| JOB |
Lay out every line of the rows below as a JSON list of strings, one string per line, skipping any blank lines.

| Collection entries |
* * * * * * *

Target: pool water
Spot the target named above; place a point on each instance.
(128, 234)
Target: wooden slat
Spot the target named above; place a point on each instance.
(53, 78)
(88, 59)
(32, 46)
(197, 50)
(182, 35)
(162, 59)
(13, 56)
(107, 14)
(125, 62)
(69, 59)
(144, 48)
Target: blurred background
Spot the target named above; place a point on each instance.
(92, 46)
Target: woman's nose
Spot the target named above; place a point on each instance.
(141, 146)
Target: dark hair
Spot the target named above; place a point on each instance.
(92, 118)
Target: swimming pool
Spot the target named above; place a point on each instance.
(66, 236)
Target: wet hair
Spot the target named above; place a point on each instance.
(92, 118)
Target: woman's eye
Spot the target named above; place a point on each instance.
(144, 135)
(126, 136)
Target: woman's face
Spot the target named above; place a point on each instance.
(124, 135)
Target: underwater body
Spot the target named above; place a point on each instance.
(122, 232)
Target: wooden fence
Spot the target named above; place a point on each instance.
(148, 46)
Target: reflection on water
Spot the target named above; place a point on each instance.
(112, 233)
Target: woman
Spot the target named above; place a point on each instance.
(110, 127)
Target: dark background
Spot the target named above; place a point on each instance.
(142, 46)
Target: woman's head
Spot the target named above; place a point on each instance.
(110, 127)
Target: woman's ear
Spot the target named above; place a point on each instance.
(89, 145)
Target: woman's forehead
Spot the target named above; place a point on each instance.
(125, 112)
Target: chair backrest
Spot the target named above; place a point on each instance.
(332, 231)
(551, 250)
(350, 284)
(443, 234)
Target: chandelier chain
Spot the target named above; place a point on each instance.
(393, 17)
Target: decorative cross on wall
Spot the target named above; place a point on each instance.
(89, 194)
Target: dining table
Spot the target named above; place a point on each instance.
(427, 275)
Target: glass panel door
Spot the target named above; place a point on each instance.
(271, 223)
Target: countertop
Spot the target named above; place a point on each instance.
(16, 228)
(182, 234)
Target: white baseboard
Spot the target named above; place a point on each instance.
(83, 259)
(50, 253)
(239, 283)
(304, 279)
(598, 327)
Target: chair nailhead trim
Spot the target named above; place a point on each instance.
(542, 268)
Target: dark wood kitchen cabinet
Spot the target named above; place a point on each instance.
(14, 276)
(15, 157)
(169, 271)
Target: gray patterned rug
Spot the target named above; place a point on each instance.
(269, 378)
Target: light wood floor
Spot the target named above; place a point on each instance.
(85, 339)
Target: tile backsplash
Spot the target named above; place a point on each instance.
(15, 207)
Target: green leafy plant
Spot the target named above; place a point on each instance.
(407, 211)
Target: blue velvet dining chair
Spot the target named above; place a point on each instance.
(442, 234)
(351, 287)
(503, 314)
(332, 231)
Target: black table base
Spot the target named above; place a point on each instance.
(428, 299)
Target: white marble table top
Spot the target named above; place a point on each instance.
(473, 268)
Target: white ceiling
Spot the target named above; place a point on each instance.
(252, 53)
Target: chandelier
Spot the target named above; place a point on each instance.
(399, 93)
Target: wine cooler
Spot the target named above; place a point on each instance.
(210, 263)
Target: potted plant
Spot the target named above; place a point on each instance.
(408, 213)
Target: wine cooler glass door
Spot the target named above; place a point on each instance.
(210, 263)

* * * * * * *

| ANSWER TO THE TASK |
[
  "Target: pool water",
  "Spot the target named above; place a point on each instance.",
  "(128, 234)",
  "Target: wooden slat",
  "Spot the target named above; place a point on each instance.",
  "(53, 78)",
  "(88, 59)",
  "(32, 46)",
  "(197, 50)",
  "(182, 35)",
  "(162, 59)",
  "(13, 56)",
  "(107, 14)",
  "(125, 62)",
  "(69, 59)",
  "(144, 48)",
  "Target: blurred background",
  "Spot the target named above; place a point on each instance.",
  "(92, 46)",
  "Target: woman's nose",
  "Spot the target named above; place a point on each instance.",
  "(141, 146)",
  "Target: dark hair",
  "Spot the target named above; place a point on each instance.",
  "(92, 118)",
  "Target: swimming pool",
  "Spot the target named above; place a point on each instance.",
  "(66, 236)",
  "Target: wet hair",
  "Spot the target named above; place a point on each instance.",
  "(92, 118)",
  "Target: woman's eye",
  "Spot the target named above; place a point on each instance.",
  "(144, 135)",
  "(126, 136)",
  "Target: woman's face",
  "Spot the target named above; place a point on each instance.",
  "(124, 135)",
  "Target: underwater body",
  "Spot the target named above; place a point on each instance.",
  "(122, 232)",
  "Target: wooden fence",
  "Spot the target named above; place a point on each instance.",
  "(148, 46)",
  "Target: reflection on water",
  "Spot the target named above; place a point on each instance.",
  "(112, 233)",
  "Target: woman",
  "Spot the target named above; place a point on each instance.",
  "(110, 127)",
  "Target: dark background",
  "Spot the target named above; place a point on each instance.",
  "(142, 46)",
  "Target: woman's head",
  "Spot the target named above; place a point on each instance.",
  "(110, 127)",
  "Target: woman's ear",
  "Spot the target named above; place a point on each instance.",
  "(89, 145)",
  "Target: woman's forehead",
  "Spot the target named above; place a point on each instance.",
  "(125, 112)",
  "Target: chair backrest",
  "Spot the target named above; place a point on each instance.",
  "(332, 231)",
  "(551, 250)",
  "(350, 284)",
  "(443, 234)",
  "Target: chandelier chain",
  "Spot the target named above; place a point on each instance.",
  "(393, 17)",
  "Target: decorative cross on wall",
  "Spot the target named above; place a point on each instance.",
  "(89, 194)",
  "Target: dining table",
  "Spot the target named above; place a point on each instance.",
  "(427, 275)",
  "Target: glass panel door",
  "Spot the target named above; place a point on each instance.",
  "(271, 223)",
  "Target: countertop",
  "Spot the target named above; place a point on each instance.",
  "(16, 228)",
  "(182, 234)",
  "Target: white baseboard",
  "Spot the target named above; place a point on each instance.",
  "(83, 259)",
  "(50, 253)",
  "(239, 283)",
  "(304, 279)",
  "(598, 327)",
  "Target: chair nailhead trim",
  "Spot the target named above; place a point on each instance.",
  "(542, 268)",
  "Target: dark wood kitchen cabinet",
  "Spot the target named above; place a point on each instance.",
  "(14, 276)",
  "(15, 157)",
  "(169, 271)",
  "Target: gray patterned rug",
  "Spot the target named above; place a point on each instance.",
  "(269, 378)",
  "Target: light wood floor",
  "Spot the target named above; place a point on each instance.",
  "(85, 339)",
  "Target: tile backsplash",
  "Spot the target named above; place a point on each instance.",
  "(15, 207)",
  "Target: green leafy plant",
  "Spot the target named above; place a point on each instance.",
  "(407, 211)",
  "Target: blue velvet dining chair",
  "Spot the target named above; place a point on each instance.",
  "(442, 234)",
  "(351, 287)",
  "(503, 314)",
  "(332, 231)",
  "Target: black table base",
  "Spot the target named above; place a point on each instance.",
  "(428, 299)",
  "Target: white marble table top",
  "Spot the target named above; place a point on each instance.",
  "(473, 268)",
  "Target: white ceiling",
  "Spot the target named above; place a point on each instance.",
  "(252, 53)",
  "Target: chandelier",
  "Spot the target named above; place a point on each instance.",
  "(399, 93)",
  "Target: wine cooler",
  "Spot the target named above; place a point on each instance.",
  "(210, 263)",
  "Target: potted plant",
  "Spot the target named above; place a point on each instance.",
  "(408, 213)",
  "Target: wine cooler glass door",
  "Spot the target named above; place a point on each instance.",
  "(210, 263)"
]